> _DATA FOR THIS EXERCISE_
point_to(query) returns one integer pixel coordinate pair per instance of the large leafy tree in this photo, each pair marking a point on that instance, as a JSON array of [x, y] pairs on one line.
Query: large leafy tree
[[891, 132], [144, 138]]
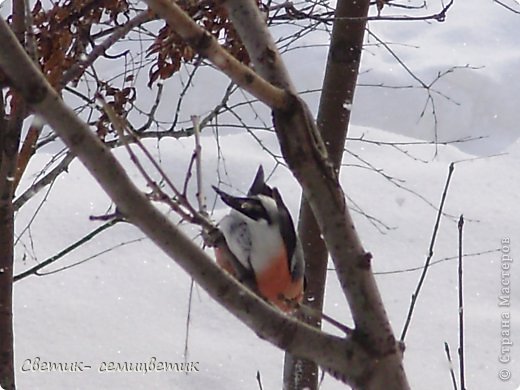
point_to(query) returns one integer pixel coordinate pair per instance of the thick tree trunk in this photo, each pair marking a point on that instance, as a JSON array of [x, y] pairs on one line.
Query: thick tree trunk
[[333, 118]]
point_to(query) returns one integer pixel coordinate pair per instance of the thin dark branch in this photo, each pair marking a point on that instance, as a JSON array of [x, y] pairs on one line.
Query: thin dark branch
[[461, 308], [452, 373], [44, 181], [34, 270]]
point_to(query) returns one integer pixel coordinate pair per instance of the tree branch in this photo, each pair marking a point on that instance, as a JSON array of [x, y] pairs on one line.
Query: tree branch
[[345, 357], [207, 46]]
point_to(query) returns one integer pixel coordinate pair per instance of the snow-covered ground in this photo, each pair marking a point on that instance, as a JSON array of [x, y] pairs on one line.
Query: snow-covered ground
[[130, 304]]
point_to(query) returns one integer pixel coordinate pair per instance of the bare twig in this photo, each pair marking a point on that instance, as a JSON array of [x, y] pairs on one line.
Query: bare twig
[[461, 308], [508, 7], [208, 46], [99, 50], [422, 278], [259, 381], [452, 372], [188, 321], [412, 269], [34, 270], [198, 165]]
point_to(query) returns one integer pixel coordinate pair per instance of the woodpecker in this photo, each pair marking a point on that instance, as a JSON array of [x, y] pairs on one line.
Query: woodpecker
[[261, 248]]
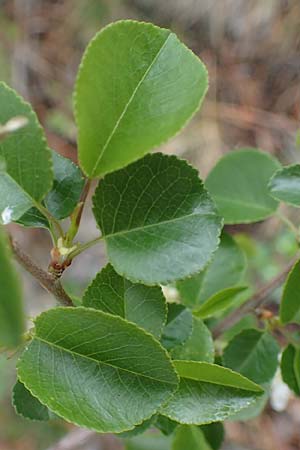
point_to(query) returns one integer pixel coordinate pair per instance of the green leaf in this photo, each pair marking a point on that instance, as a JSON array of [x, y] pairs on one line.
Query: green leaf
[[33, 218], [179, 326], [198, 347], [289, 370], [285, 185], [254, 354], [27, 405], [11, 311], [25, 160], [219, 302], [139, 429], [214, 434], [149, 441], [239, 185], [208, 393], [191, 438], [290, 301], [226, 270], [143, 305], [137, 86], [255, 409], [157, 220], [67, 187], [96, 370], [165, 425]]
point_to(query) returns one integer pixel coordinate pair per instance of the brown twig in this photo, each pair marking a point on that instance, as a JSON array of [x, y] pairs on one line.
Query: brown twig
[[254, 302], [45, 279]]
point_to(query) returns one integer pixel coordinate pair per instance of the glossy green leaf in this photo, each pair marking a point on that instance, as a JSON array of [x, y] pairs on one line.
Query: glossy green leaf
[[33, 218], [179, 326], [96, 370], [157, 220], [67, 187], [290, 301], [27, 405], [285, 185], [226, 270], [150, 441], [219, 302], [139, 429], [214, 434], [239, 185], [137, 86], [143, 305], [255, 409], [289, 371], [254, 354], [198, 347], [165, 425], [11, 312], [208, 393], [25, 166], [190, 437]]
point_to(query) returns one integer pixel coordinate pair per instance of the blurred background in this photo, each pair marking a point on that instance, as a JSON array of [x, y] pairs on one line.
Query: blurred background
[[252, 51]]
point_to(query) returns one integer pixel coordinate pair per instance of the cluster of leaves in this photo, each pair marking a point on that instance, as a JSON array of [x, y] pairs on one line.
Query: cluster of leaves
[[126, 359]]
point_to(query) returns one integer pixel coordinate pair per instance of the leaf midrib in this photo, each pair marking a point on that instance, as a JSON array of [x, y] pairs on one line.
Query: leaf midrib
[[243, 203], [102, 362], [164, 222], [127, 106]]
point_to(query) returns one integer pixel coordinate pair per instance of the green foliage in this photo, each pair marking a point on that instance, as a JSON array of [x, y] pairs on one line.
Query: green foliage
[[137, 86], [25, 160], [143, 305], [179, 326], [208, 393], [218, 302], [190, 437], [290, 368], [239, 186], [133, 353], [27, 405], [254, 354], [95, 369], [11, 313], [198, 347], [290, 302], [158, 208], [225, 270]]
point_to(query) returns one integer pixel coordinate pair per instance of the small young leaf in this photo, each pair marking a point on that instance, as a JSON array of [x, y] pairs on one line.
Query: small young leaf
[[143, 305], [11, 312], [254, 354], [290, 301], [225, 270], [67, 186], [158, 221], [190, 437], [239, 185], [219, 302], [288, 369], [165, 425], [208, 393], [198, 347], [26, 168], [285, 185], [137, 86], [150, 441], [96, 370], [214, 434], [27, 405], [179, 326], [33, 218]]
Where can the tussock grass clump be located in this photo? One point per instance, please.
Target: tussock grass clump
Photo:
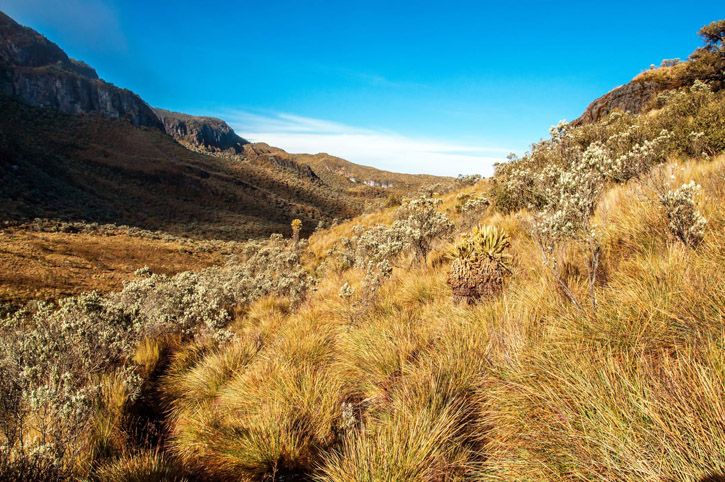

> _WORK TO COMPLETE_
Copy the lines of the items verbatim, starting at the line that contains "of the tree" and stopping after the line that contains "[[345, 357], [207, 46]]".

> _RESULT OF THE EXERCISE_
point_to(query) returns one integer pixel coordinate pair per instance of the tree branch in this photo, each pair marking a point on that instance, as a JSON array of [x, y] pairs on one line.
Query: tree branch
[[345, 357], [207, 46]]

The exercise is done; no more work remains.